* EXERCISE TASK *
Convert every one of the records below into a numbered list, one line per number, and leave out any blank lines.

++++ EXCERPTED DATA ++++

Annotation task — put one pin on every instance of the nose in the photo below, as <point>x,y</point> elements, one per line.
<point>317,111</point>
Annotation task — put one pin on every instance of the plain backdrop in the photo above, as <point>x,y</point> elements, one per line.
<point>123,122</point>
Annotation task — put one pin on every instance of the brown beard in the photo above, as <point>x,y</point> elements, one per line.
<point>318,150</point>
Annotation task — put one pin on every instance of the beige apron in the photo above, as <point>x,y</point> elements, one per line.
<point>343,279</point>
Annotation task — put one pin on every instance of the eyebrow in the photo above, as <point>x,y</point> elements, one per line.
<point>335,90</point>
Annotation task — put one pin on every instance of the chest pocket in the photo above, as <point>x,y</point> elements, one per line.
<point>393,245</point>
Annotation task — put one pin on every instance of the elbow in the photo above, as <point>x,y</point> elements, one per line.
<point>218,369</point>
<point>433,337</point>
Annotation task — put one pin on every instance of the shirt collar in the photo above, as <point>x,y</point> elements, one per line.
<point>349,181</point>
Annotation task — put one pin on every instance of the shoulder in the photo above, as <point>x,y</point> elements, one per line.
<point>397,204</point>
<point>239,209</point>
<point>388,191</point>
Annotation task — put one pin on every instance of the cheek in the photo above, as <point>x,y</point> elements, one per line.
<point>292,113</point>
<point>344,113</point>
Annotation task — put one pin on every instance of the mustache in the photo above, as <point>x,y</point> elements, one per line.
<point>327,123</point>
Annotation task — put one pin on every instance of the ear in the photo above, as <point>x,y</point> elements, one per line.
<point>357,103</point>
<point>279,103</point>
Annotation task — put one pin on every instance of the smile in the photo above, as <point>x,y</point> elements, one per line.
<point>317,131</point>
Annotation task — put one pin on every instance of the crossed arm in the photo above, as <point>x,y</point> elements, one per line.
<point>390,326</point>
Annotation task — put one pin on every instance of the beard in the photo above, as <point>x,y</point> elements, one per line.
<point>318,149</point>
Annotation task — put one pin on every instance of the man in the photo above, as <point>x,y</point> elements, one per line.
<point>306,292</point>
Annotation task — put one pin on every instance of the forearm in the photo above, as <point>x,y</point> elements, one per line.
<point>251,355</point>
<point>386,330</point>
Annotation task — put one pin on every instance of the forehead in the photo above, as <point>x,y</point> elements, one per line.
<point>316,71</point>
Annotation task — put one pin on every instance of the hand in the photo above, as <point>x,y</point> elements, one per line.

++++

* REPLY *
1. Annotation task — put one pin on every instance of the nose in the photo below, as <point>x,y</point> elements, one per line.
2. <point>317,111</point>
3. Annotation task — put one pin on every instance of the plain backdrop in the photo above, as <point>x,y</point> elements, one per line.
4. <point>123,122</point>
5. Annotation task — put one pin on every instance of the brown beard in the photo above, as <point>x,y</point> elements, one per line.
6. <point>318,150</point>
7. Annotation task — put one pin on every instance of the beige apron in the photo above, as <point>x,y</point> elements, one per line.
8. <point>343,279</point>
9. Annotation task — put one pin on every instance of the eyebrow in the photo above, as <point>x,y</point> elements, one per line.
10. <point>335,90</point>
11. Annotation task — put one pin on every instance of the chest pocket in the photo above, as <point>x,y</point> elements, one per line.
12. <point>393,245</point>
13. Annotation task — put one pin on every instance of the elbow in the photo above, as <point>x,y</point> elements, one per line.
14. <point>218,369</point>
15. <point>433,337</point>
16. Annotation task — put one pin on every instance of the shirt collar in the photo above, as <point>x,y</point> elements, one per line.
17. <point>349,181</point>
18. Annotation task — put one pin on every instance of the shoulder in the photo above, as <point>x,y</point> elements, one per line.
19. <point>397,204</point>
20. <point>239,209</point>
21. <point>388,191</point>
22. Annotation task — put one pin on every instance of the cheek in the photo above, as <point>x,y</point> elements, one per line.
23. <point>292,113</point>
24. <point>344,113</point>
25. Annotation task — put one pin on every instance of the mustache in the photo above, as <point>x,y</point> elements, one per line.
26. <point>327,123</point>
27. Annotation task — put one pin on every instance of the ear in the photo above, as <point>x,y</point> elements, one per line.
28. <point>357,103</point>
29. <point>279,103</point>
30. Annotation task — put one pin on every instance of the smile in the photo above, as <point>x,y</point> elements, one per line.
31. <point>317,131</point>
32. Annotation task — put one pin on every instance of the crossed arm in the photo above, as <point>x,y</point> elements, one per line.
33. <point>390,326</point>
34. Annotation task — put one pin on every instance of the beard in the photo above, as <point>x,y</point> elements, one per line.
35. <point>318,149</point>
36. Annotation task — put one pin on every instance of the man in the photo above, as <point>x,y</point> elements, one per line.
37. <point>306,292</point>
38. Annotation task — put one pin on every instance of the forearm in the photo above, as <point>x,y</point> elements, one per line.
39. <point>251,355</point>
40. <point>386,330</point>
41. Annotation task — put one pin on every instance of the forehead in the photo above, as <point>x,y</point> elements, one per line.
42. <point>316,71</point>
43. Annotation task — put one pin on every instance of the hand in the photo above, as <point>x,y</point> elements, one per line.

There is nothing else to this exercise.